═════ Data provided ═════

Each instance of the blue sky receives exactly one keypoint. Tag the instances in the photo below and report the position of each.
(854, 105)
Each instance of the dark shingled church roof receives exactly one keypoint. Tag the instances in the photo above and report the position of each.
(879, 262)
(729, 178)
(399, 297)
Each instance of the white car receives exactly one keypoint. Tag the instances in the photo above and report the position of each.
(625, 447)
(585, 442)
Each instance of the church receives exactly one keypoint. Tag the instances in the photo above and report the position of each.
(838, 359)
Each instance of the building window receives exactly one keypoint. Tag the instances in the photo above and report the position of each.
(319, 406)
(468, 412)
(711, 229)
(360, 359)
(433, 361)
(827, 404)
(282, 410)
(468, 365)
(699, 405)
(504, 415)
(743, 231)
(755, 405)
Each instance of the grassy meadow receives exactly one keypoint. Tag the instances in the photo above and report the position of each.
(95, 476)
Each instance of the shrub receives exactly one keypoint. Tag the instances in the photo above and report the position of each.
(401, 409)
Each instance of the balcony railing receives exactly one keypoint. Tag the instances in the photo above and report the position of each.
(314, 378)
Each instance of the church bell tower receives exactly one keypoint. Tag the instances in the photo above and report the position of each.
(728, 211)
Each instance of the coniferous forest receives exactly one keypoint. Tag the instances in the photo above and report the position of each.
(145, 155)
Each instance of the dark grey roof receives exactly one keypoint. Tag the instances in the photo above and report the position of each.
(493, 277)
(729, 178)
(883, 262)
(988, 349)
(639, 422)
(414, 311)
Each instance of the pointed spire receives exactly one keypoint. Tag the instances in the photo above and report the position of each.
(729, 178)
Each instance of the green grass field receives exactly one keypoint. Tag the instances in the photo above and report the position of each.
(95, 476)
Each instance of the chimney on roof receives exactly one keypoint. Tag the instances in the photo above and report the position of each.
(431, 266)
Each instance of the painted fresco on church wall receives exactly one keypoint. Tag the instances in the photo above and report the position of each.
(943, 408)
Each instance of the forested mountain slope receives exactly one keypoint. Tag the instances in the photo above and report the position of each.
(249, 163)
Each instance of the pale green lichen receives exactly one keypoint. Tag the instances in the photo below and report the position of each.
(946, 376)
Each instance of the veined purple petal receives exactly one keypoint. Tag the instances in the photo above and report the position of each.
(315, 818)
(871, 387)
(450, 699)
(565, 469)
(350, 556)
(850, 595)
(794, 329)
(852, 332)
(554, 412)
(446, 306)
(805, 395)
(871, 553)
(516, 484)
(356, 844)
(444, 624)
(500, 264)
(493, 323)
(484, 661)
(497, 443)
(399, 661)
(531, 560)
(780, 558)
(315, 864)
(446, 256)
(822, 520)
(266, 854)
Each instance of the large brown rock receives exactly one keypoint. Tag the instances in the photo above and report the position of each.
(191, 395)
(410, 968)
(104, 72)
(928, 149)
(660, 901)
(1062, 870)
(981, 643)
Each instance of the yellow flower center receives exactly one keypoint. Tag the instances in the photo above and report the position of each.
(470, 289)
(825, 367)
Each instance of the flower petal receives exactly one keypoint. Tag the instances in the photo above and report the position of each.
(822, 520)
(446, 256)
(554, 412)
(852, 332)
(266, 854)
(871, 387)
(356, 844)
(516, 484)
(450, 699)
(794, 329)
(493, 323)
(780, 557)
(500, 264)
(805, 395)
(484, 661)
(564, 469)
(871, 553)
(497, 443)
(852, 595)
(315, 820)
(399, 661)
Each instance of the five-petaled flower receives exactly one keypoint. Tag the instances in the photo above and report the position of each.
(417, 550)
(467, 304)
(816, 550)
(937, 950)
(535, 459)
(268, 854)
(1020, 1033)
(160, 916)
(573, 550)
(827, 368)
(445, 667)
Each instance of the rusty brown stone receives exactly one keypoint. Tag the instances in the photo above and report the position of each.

═════

- Task statement -
Make an exact copy of every line from the one with "Each instance of the yellow" to the end of the data, with the first and last of those lines included.

- Exercise result -
Each instance of the yellow flower center receives exactly one keypoint. Tag the instances in the photo above and report the position of each.
(470, 289)
(825, 367)
Each instance of the flower petal receives exactly one keypoint. Tag the instances in the photo above and report the position of each.
(822, 520)
(446, 256)
(554, 412)
(852, 332)
(266, 854)
(871, 387)
(356, 844)
(516, 484)
(450, 699)
(794, 329)
(493, 323)
(780, 557)
(500, 264)
(805, 395)
(484, 661)
(564, 469)
(871, 553)
(497, 443)
(852, 595)
(315, 820)
(399, 661)
Each instance of the five-petaled flower receives exactly one keypoint. Tag the instances in the photo above and report the position of each.
(417, 550)
(467, 304)
(816, 550)
(937, 950)
(535, 459)
(268, 854)
(1020, 1033)
(160, 916)
(573, 550)
(827, 368)
(445, 667)
Each instance of the rusty brown stone receives exactly one keypoint. Tag the instances in the photo above and report the position of each.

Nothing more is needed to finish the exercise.